__Description of the task__: Count the lines in the records that contain the word "stone", and reply with only that number.
##############################
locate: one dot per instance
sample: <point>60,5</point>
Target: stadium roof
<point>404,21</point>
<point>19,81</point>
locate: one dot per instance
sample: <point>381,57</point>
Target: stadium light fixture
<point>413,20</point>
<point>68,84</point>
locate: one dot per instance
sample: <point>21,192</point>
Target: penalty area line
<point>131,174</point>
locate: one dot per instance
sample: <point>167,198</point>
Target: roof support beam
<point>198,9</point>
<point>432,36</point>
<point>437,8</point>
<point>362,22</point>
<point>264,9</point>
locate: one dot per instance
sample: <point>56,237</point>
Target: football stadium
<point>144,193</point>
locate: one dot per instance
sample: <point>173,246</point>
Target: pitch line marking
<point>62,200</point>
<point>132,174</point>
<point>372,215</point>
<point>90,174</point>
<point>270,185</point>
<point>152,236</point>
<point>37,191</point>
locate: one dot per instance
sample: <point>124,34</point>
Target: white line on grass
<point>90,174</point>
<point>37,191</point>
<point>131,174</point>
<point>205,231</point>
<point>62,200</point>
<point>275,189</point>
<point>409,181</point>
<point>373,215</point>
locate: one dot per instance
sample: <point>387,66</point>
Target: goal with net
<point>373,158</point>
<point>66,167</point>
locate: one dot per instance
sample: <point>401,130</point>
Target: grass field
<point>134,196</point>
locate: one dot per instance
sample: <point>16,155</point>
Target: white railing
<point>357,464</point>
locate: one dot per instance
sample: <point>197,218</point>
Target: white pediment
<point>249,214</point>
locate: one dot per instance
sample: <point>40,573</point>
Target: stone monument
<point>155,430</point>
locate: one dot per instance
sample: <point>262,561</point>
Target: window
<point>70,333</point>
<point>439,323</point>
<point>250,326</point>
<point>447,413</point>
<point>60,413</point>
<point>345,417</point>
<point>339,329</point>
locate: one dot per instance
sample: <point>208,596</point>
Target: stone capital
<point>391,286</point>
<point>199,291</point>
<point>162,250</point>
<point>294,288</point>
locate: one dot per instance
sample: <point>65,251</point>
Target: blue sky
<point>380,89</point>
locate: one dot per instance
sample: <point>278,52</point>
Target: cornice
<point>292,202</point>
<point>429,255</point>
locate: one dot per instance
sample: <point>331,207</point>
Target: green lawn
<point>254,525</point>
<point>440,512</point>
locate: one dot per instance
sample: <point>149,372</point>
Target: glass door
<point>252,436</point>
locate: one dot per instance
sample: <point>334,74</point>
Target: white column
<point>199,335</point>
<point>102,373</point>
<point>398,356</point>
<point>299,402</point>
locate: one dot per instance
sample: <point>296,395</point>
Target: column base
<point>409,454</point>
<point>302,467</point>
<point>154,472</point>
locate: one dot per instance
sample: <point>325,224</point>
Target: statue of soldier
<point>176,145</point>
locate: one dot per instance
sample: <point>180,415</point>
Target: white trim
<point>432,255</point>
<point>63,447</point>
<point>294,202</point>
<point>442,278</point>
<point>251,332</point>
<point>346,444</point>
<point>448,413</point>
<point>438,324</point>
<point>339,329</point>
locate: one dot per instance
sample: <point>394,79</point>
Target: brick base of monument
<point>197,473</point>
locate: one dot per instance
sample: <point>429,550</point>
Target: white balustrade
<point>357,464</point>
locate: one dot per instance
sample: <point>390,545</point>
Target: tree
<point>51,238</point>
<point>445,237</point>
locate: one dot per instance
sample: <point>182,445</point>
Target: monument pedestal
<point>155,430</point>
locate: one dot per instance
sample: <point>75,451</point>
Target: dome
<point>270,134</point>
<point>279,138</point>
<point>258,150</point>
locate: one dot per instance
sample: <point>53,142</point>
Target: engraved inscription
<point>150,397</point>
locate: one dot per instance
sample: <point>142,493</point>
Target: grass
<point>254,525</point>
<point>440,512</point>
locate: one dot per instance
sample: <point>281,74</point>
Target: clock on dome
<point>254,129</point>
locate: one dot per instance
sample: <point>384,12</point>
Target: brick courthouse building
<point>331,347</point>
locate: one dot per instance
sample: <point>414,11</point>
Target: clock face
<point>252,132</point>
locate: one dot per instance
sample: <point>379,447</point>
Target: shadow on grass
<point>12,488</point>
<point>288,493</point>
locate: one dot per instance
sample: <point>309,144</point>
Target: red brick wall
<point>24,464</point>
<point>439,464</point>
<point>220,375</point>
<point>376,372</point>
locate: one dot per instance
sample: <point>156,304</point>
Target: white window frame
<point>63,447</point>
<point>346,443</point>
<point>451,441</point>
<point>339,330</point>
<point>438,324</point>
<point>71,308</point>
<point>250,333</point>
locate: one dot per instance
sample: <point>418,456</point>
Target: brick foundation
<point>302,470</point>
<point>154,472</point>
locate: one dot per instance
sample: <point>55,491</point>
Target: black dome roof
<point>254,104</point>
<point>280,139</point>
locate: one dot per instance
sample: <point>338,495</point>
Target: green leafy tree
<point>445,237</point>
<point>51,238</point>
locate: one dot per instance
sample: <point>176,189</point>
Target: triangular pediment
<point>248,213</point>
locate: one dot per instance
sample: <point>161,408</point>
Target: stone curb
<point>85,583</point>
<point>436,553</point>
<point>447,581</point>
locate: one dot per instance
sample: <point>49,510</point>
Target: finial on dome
##############################
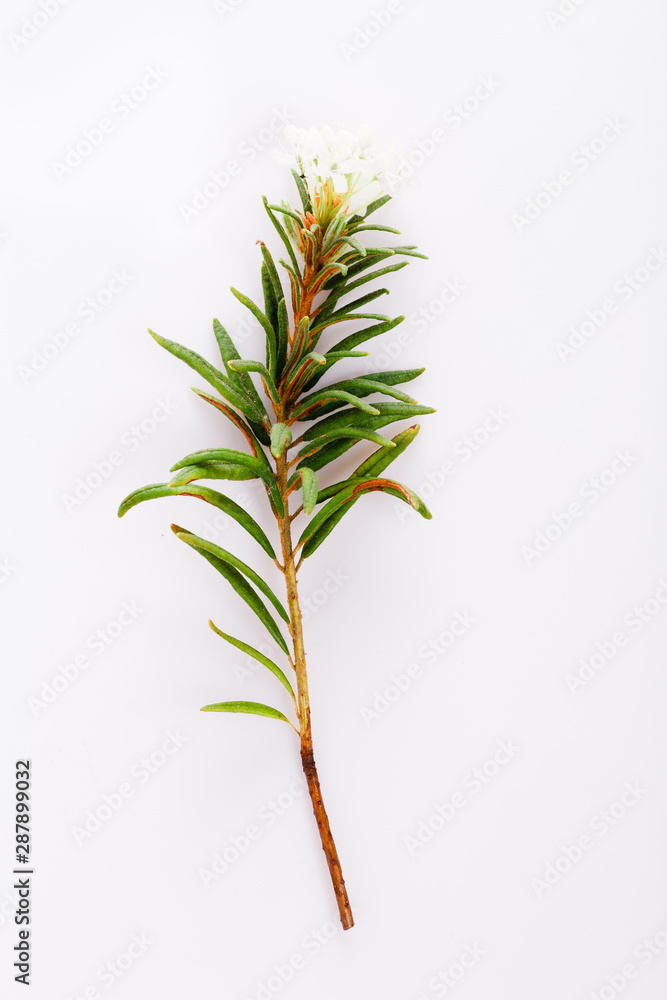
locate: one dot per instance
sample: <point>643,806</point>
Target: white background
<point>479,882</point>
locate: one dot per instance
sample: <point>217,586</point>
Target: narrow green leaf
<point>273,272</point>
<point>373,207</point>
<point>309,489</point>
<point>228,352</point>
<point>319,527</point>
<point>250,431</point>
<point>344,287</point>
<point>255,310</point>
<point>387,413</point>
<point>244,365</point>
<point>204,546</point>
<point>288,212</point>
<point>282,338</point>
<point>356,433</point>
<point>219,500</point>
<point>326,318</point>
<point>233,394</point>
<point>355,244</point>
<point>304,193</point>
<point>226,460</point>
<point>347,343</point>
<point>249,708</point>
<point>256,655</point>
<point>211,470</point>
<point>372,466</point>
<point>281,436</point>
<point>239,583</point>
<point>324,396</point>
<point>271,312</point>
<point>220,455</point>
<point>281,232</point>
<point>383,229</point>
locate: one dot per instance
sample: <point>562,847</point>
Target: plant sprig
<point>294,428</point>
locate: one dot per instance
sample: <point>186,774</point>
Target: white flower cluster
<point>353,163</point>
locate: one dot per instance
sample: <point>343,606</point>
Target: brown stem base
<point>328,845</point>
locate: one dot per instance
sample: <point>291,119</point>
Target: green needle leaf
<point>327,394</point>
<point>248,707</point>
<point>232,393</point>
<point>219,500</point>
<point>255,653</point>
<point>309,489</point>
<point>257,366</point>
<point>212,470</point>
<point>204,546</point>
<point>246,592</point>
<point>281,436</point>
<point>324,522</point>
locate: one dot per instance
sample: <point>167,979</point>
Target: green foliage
##############################
__Solution to this task__: 3